Task to complete >>
Whatever pictures appear, omit them, and repeat the data below exactly.
━━━━━━━━━━
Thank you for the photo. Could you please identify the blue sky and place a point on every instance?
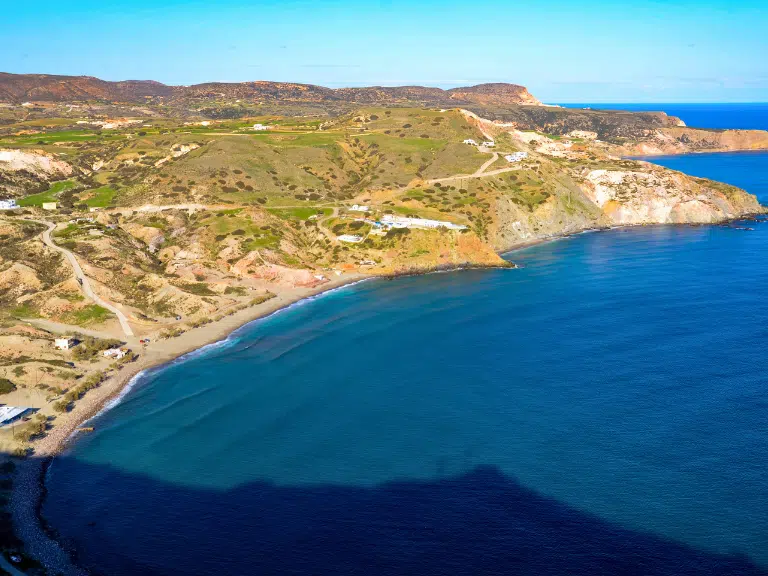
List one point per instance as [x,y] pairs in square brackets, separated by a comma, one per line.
[563,51]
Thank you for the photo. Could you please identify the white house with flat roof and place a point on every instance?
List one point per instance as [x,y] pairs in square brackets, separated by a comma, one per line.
[10,413]
[392,221]
[116,353]
[516,156]
[353,238]
[63,343]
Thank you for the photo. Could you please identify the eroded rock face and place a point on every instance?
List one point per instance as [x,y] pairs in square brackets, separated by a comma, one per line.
[658,197]
[24,171]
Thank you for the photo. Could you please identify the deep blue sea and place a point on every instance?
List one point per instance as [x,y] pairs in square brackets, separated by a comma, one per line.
[601,410]
[743,115]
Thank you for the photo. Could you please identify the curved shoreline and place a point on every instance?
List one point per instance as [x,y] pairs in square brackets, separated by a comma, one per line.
[29,486]
[29,482]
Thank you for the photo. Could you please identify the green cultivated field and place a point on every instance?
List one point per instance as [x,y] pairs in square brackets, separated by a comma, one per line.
[47,196]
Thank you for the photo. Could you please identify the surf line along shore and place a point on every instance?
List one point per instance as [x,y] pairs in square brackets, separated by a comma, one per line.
[28,487]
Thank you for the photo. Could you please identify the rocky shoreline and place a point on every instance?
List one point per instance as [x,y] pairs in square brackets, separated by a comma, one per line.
[29,484]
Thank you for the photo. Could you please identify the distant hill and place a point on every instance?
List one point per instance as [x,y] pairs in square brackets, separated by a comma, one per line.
[19,88]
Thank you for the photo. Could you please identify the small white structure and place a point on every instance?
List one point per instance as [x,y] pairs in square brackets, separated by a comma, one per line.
[63,343]
[353,238]
[116,353]
[391,221]
[516,156]
[10,413]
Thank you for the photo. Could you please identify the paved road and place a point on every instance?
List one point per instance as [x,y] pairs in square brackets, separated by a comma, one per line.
━━━━━━━━━━
Solution below >>
Thank you for the photo. Could you please identify the blue sky and place a point on every instance?
List one point per instance as [x,y] pairs in square brackets, separated by a comma, one per line.
[563,51]
Thank you for the photo. Could you please identify the white house with flat roof and place a point on every instance?
List one point per instance as [x,y] pairs in square brackets, separated by a comma, one per line.
[10,413]
[392,221]
[116,353]
[516,156]
[353,238]
[63,343]
Thank you for the photo. Could you please identify the eroded rock face and place a point on every instance?
List one point per instance as [x,y] pairs in square brackets, separated by a comma, one per line.
[658,197]
[24,171]
Thank you for the photo. Could you please identify the deep blue sea and place a point on every instance?
List one point per instance as [x,y] pairs in square brackets, separated by a comma, one per line.
[601,410]
[743,115]
Thank you for the photo. Could you please identify the curved shoreline and place a point on every instance?
List one point per instance as [x,y] pairs in square brackets, separated by a comma, one per line.
[29,486]
[29,482]
Thank you for the photo. Could you please identify the green cultivated field and place a point on every instance?
List one point per instance as [x,y] pairs in square brackets, separated by a comma, one per line.
[47,196]
Thank you for the photo. Could you please identify the surf line along shore and place a point on every instance?
List one point per instance as [x,y] pairs in square brackets, separated by a comma, one per line.
[28,487]
Thank you for the photo. Could you please identify the rocky shoreline and place a point on every instance?
List one point per instance as [x,y] pairs in square brackets, separated by a comma, one per line.
[29,484]
Thank you for the photo. Could you please identify the distant hill and place a point on every instance?
List one point per instance as [x,y] pairs in square brackets, separated by a comma, one per line.
[19,88]
Thank you for the photo. Could you please identify the small white structure and place a point on every instance?
List one point per instance as [x,y] pairs in square brackets, separated by a comma, one per line.
[63,343]
[353,238]
[116,353]
[391,221]
[516,156]
[10,413]
Thank you for the photo. Could you please identify the paved road and place a point on every instance?
List one point per instance as [x,y] pairs in square brackets, separated by a comma, one per line.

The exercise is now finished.